**Text provided**

- - - - - - -

Archive for August 2016

The sad state of PDF-Accessibility of LaTex Documents

August 11, 2016

[I will use this blog as a dump for random things and thoughts from now on. German, Japanese, English – all mixed. Topic wise: Anything from computer science, life in general, up to things related to Japan].

Accessibility is becoming more important nowadays. Whereas the 90s saw a quick and uncoordinated development with various technologies that didn’t really account for folks with disabilities, fortunately nowadays developments take that into account.

For example PDF files. After being a half-open format for quite some time, PDF is nowadays an official ISO standard. And the specification of PDF requires accessible PDFs to be tagged. What this means is that in addition to the printable graphical description of the content, all content should be additionally included in a tagged, somewhat primitive XML-like structure. Something like (very much simplified here):

[element header]
 This is a very important document
[end header]
[table start]
    [table row 1]
        [table cell]
        [end table cell]
    [end table row]
[end table]
[graphic start]
    [alternative text]
        This image shows something beautiful
    [end alternative text]
[end graphic]

Well you can see the idea here. This allows screen readers to extract information out of the document and read it out loud to the visually impaired. It also allows to display information about included elements, such as an alternative text for a graphic.

It also allows for things like reflow, i.e. when you display a PDF on your kindle. Then the kindle can extract the text from the tagged PDF, reflow it according to your screen size, display it in a font you chose, and modify it in other ways suitable to the reader.

Sure this goes somehow against the original idea of a PDF (you see what you print), but then again, originally 86-DOS was thought of as a quick hack for a computer kit, and we know how it all ended.

Now where is the problem?

LaTeX or TeX in general cannot generate PDF documents with tags. pdfTeX is probably the right place to target, but I do not see this happening anywhere anytime.

And this is a very sad state of affairs.

A lot of institutions nowadays require accessible documents for publication. There are other requirements than just tagging alone, but this is the biggest obstacle.

The irony is that a LaTeX-document itself is already a quite structured document. But translating the LaTeX syntax-constructs into tags has never been done. It’s also probably a non-trivial task since a) there are a bazillion LaTeX packages out there which all use their own syntax constructs and b) Tex/LaTeX was never designed with a clear XML-like [tag] [/tag] structure in mind. So parsing and translating is probably non-trivial.

- - - - - - -

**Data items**
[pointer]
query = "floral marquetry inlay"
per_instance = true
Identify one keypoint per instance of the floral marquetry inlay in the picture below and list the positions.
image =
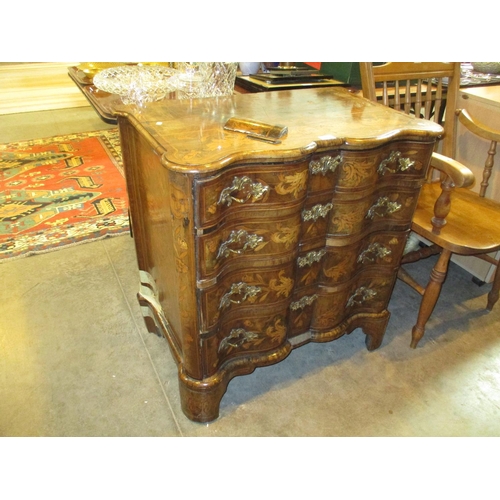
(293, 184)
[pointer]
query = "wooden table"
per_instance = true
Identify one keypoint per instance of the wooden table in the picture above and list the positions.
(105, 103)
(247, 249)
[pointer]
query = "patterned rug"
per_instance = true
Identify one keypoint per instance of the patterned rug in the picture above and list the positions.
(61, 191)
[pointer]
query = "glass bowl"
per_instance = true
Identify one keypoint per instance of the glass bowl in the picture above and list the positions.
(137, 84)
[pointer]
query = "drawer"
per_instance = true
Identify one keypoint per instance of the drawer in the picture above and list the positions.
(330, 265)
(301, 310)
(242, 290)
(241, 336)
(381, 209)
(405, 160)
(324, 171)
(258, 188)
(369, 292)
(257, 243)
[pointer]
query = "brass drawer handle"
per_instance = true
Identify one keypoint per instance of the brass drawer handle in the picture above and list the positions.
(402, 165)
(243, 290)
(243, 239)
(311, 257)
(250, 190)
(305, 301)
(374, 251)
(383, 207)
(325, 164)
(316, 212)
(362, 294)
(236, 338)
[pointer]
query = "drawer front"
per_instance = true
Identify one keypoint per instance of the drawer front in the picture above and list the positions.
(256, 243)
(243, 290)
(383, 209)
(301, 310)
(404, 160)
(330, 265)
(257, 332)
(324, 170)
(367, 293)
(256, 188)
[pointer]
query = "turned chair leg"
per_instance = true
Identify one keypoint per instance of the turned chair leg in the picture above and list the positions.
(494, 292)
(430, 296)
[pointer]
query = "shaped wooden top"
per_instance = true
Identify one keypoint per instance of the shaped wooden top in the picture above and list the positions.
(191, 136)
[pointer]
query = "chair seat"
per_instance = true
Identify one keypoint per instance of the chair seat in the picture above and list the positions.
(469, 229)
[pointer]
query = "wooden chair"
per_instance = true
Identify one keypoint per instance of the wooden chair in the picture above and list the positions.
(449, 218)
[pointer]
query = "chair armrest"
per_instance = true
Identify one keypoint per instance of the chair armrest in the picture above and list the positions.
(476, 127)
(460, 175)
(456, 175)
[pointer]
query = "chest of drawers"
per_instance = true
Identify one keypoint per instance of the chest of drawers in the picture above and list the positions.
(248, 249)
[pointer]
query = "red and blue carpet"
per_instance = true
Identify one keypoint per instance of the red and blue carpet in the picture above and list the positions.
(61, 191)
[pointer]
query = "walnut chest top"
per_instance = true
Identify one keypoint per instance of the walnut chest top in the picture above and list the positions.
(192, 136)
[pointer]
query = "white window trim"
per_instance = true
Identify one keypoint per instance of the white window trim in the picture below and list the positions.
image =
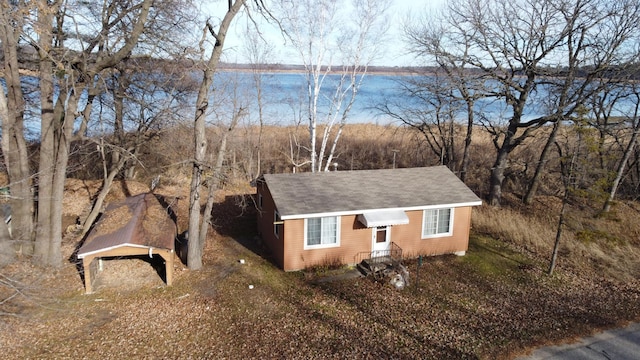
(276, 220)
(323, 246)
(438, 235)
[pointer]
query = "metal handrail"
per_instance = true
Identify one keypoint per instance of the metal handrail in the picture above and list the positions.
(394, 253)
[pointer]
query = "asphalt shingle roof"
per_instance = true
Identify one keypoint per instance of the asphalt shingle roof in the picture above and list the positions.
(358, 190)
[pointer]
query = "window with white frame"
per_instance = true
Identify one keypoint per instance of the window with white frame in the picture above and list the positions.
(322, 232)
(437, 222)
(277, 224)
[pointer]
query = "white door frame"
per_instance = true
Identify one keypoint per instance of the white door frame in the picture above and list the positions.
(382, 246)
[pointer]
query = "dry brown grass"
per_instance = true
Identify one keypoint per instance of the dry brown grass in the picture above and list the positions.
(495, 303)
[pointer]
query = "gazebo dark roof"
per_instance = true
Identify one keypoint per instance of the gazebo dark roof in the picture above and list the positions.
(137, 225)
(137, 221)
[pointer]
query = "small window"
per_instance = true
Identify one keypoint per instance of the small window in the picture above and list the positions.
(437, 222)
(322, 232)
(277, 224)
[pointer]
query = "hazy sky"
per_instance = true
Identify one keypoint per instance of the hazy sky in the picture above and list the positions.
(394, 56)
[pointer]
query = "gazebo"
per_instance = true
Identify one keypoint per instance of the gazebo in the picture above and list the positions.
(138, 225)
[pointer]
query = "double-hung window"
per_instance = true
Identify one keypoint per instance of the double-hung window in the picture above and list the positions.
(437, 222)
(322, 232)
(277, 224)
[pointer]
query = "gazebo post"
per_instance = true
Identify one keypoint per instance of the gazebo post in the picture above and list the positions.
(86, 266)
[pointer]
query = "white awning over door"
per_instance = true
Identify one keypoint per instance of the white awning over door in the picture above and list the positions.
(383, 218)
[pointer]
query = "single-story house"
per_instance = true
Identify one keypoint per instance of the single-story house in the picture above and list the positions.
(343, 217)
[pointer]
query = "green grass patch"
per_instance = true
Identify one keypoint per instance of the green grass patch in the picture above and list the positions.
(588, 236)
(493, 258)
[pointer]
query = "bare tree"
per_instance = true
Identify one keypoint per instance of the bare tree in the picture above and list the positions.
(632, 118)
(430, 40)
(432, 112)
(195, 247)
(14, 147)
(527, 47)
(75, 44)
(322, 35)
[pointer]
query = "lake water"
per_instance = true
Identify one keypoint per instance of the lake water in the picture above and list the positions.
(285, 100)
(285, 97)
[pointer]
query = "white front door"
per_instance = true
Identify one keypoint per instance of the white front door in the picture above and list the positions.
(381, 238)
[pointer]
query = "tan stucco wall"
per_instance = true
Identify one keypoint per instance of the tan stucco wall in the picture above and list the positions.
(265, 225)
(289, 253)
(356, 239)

- - - - - - -

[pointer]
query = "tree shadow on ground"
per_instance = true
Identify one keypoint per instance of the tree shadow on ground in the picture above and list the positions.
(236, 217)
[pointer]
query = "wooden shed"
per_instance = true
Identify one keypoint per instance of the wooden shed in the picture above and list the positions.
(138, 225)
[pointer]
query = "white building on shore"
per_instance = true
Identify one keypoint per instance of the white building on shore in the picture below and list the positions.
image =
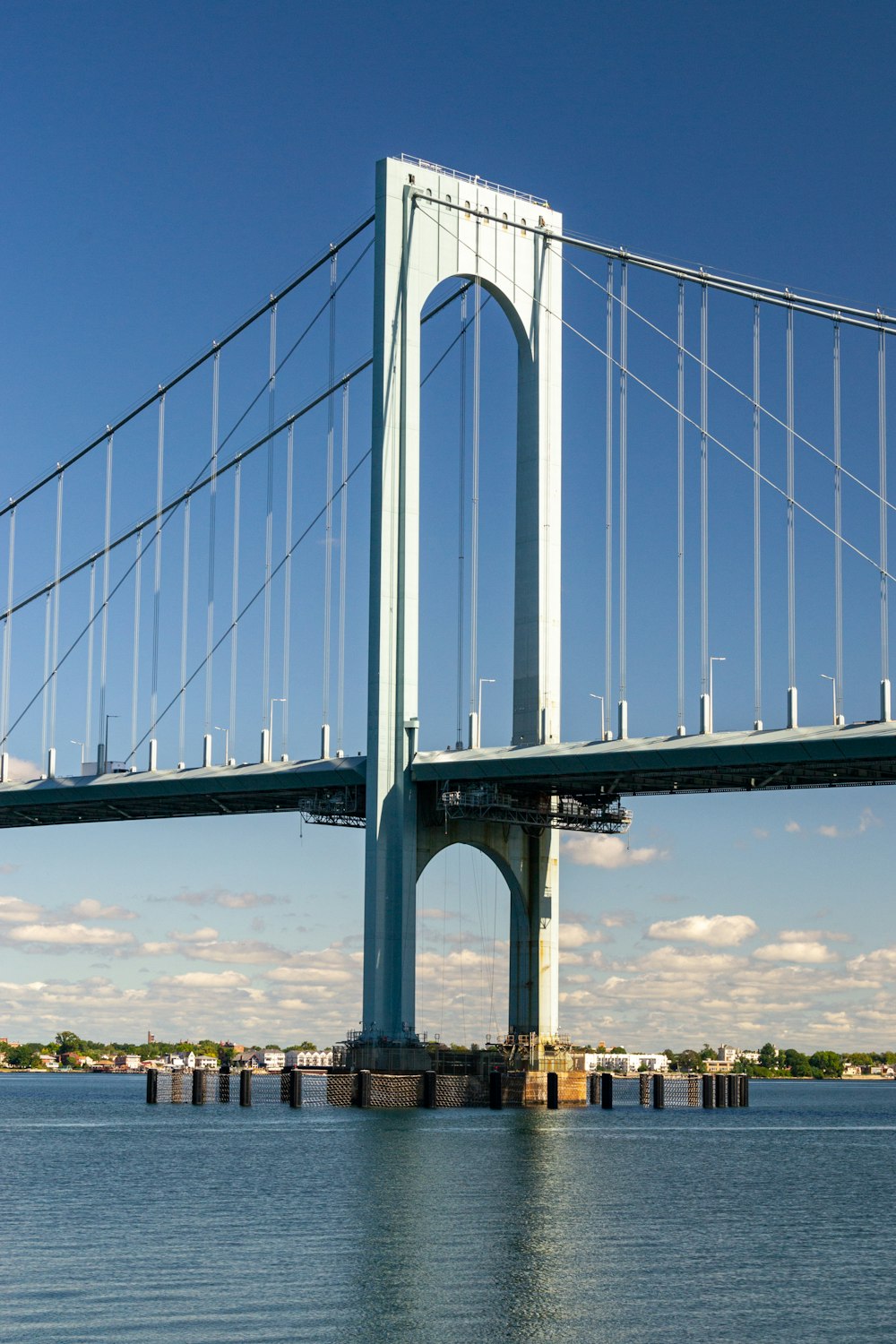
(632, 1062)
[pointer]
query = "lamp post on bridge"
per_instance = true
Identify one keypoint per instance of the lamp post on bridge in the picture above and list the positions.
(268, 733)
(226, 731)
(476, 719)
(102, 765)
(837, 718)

- - - - - - -

**Your task**
Write the next part of the blog post about PDF accessibility of LaTeX documents, picking up after its final sentence.

**The output**
And that’s just one problem. TeX was designed when things like object oriented programming were virtually at a research stage, far from being common. Mainframes were the hot thing. And despite Knuth being a genius, look at this fscking mess that TeX is. Take your average computer science graduate from the last ten years. Do you think anyone would be remotely able to understand what is going on there?

Achim Blumensath understood this problem some 15 years ago (kinda funny to accidentally hit his name when writing up this article, as he happened to be one of the tutors of an undergrad logic course I took some 15 years ago), and wrote ANT  as a TeX – replacement, but the whole thing is unmaintained since 2007. Guess he was busy kick-starting his university career, which is understandable. Sadly, as most one-man-shows, that project never really took of.

My point being that if we wouldn’t rely on TeX itself and use ANT (or whatever alternative) which is written in the quite elegant OCaml, than hacking it would be at least possible for mere mortals. Although I have to admit, despite being in love with OCaml since my PhD days, it’s also a quite niche language. But imagine if the whole thing was written in Python, or at least C.

I haven’t looked at pdfTeX’s source, but it very much looks to me like development is not a huge common effort, but rather Hàn Thế Thành on his own, chronically overworked and left alone with this huge task. So we are stuck.

There are some folks who think that tagging with LaTeX can be done. For example the guys at CHI have some instructions for it, see here.

The problem is that they are all wrong, which is one motivation for this post.

Basically what they suggest is to add tags after PDF generation by Acrobat Pro. This doesn’t work of course for anything more complex than a simple single page. The detection of what is a header, what is a sub-header, what is a table, what is a table header – all this is impossible to do once the PDF is generated, because you will have to use heuristics, which will lead to issues. So kudos to the Adobe guys for trying, but weirdo bastard tags won’t help, they will lead to a bigger mess for screen readers than just trying to directly extract the text for reading. If you don’t believe that, just take a random paper from arXiv, run it through Acrobat Pro and add tags, and see the result.

There is Babette Schalitz‘ accessibility package, where she tried to hack the PDF generation in a way that tags are generated automatically. If you take a look into her source-code, you can see that this inevitably lead to a complete mess (no offense here – but I claim it is simply impossible to do in a clean way on the LaTeX level instead of below within pdfTeX). The package is unusable on modern TeX distributions and documents won’t compile because, well because the code does all sorts of nasty hacks which don’t work in current versions.

Andy Clifton tried to hack the package and fix these compilation issues, but again: Run it through Acrobat Pro’s accessibility checker, run it through PAC or better: Inspect the document manually using Acrobat Pro: The generated tag structure is completely broken. Spaces are missing, the structure is interwinded. It’s completely useless. You could as well manually add [tag] foobar [/tag] to the document. Sure some tools like Acrobat Reader (not the Pro version) would then show „document is tagged“, but what is the point?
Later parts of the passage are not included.